### [CONSIGNE]
Veuillez recopier mot pour mot le passage de l'extrait ci-dessous, en commençant à « Bram disait que » et en terminant à « vogue le navire. ».

### [EXTRAIT À LIRE]
Bram disait que le trait conduit là où la main sait. Ce chemin souvent emprunté, sa sainte sente, disait-il, n'avait de limites que celles de la feuille de papier blanc qu'il haïssait. Haine raisonnable, pourtant, aiguillon que le batave empoignait pour sortir du trou que la misère avait creusé. En face de son bureau, Sam avait accroché une toile de Bram, comme on accroche une bouée à la coque du navire. Les mots de l'écrivain se mélangeaient aux couleurs du peintre puis tout se séparait, chacun reprenant ses billes. Comment expliquer autrement une telle amitié? Deux ou trois billes dans la poche et vogue le navire.

### [Enregistrements stockés du jeu de données]
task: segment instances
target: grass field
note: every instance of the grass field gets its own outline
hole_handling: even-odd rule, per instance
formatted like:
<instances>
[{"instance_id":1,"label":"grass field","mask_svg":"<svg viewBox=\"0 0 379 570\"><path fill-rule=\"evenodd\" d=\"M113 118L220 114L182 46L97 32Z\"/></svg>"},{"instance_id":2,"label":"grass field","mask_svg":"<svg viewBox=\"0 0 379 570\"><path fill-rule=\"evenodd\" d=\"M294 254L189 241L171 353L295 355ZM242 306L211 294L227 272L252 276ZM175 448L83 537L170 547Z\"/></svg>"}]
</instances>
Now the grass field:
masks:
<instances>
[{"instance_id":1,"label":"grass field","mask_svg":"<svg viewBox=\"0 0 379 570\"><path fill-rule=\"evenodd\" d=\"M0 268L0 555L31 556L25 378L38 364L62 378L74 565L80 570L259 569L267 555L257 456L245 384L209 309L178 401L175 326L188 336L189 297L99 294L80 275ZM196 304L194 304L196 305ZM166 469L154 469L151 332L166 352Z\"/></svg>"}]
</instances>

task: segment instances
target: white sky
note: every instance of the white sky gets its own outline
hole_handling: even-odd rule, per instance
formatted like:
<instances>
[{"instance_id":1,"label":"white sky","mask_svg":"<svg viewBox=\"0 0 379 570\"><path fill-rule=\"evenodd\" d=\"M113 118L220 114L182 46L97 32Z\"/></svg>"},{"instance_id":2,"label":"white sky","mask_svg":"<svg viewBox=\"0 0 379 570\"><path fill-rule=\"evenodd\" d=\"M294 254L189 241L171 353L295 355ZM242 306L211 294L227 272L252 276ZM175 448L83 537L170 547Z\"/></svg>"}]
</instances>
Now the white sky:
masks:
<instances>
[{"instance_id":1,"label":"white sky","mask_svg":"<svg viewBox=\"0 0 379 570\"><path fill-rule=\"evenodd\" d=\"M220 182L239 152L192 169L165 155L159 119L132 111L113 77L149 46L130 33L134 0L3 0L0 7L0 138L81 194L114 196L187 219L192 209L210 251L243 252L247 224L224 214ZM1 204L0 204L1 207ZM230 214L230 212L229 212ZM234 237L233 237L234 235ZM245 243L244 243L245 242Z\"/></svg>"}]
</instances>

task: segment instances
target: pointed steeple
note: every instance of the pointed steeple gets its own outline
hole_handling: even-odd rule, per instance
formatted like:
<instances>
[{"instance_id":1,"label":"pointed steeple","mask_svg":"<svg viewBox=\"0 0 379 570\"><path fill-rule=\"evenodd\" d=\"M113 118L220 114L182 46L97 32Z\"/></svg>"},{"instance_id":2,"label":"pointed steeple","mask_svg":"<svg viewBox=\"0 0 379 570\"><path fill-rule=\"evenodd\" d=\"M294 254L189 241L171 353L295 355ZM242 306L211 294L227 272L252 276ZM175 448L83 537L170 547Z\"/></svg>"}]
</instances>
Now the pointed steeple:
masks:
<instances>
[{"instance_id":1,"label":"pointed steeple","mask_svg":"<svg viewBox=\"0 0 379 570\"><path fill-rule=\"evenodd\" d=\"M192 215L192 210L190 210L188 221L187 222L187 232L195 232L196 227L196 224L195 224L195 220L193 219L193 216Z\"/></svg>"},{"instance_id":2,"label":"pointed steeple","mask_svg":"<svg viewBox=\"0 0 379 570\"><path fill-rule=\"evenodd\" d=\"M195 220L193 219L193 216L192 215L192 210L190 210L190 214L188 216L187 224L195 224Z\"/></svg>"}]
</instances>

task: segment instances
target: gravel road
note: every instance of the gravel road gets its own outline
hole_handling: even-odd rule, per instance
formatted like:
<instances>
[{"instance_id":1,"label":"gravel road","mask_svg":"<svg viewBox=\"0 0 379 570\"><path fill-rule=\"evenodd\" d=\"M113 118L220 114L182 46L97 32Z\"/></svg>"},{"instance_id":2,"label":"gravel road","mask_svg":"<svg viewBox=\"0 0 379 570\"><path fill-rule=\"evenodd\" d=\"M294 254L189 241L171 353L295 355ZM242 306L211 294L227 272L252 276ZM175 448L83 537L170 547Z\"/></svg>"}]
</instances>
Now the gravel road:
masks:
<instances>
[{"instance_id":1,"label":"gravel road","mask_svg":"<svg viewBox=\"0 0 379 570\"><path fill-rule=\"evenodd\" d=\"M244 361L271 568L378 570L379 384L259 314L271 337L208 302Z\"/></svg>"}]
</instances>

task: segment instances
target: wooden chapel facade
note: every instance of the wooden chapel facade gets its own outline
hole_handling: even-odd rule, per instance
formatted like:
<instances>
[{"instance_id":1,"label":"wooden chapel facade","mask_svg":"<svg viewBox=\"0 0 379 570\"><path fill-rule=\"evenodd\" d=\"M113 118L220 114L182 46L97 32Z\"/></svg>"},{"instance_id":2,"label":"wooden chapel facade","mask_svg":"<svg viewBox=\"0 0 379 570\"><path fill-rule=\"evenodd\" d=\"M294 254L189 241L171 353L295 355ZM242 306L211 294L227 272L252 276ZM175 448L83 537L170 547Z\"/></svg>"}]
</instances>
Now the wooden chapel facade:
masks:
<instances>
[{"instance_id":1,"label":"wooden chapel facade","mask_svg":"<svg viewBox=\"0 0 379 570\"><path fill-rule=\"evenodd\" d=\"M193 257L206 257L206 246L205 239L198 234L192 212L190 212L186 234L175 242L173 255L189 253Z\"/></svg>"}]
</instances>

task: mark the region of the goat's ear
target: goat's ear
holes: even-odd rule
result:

### [RÉPONSE]
Bram disait que le trait conduit là où la main sait. Ce chemin souvent emprunté, sa sainte sente, disait-il, n'avait de limites que celles de la feuille de papier blanc qu'il haïssait. Haine raisonnable, pourtant, aiguillon que le batave empoignait pour sortir du trou que la misère avait creusé. En face de son bureau, Sam avait accroché une toile de Bram, comme on accroche une bouée à la coque du navire. Les mots de l'écrivain se mélangeaient aux couleurs du peintre puis tout se séparait, chacun reprenant ses billes. Comment expliquer autrement une telle amitié? Deux ou trois billes dans la poche et vogue le navire.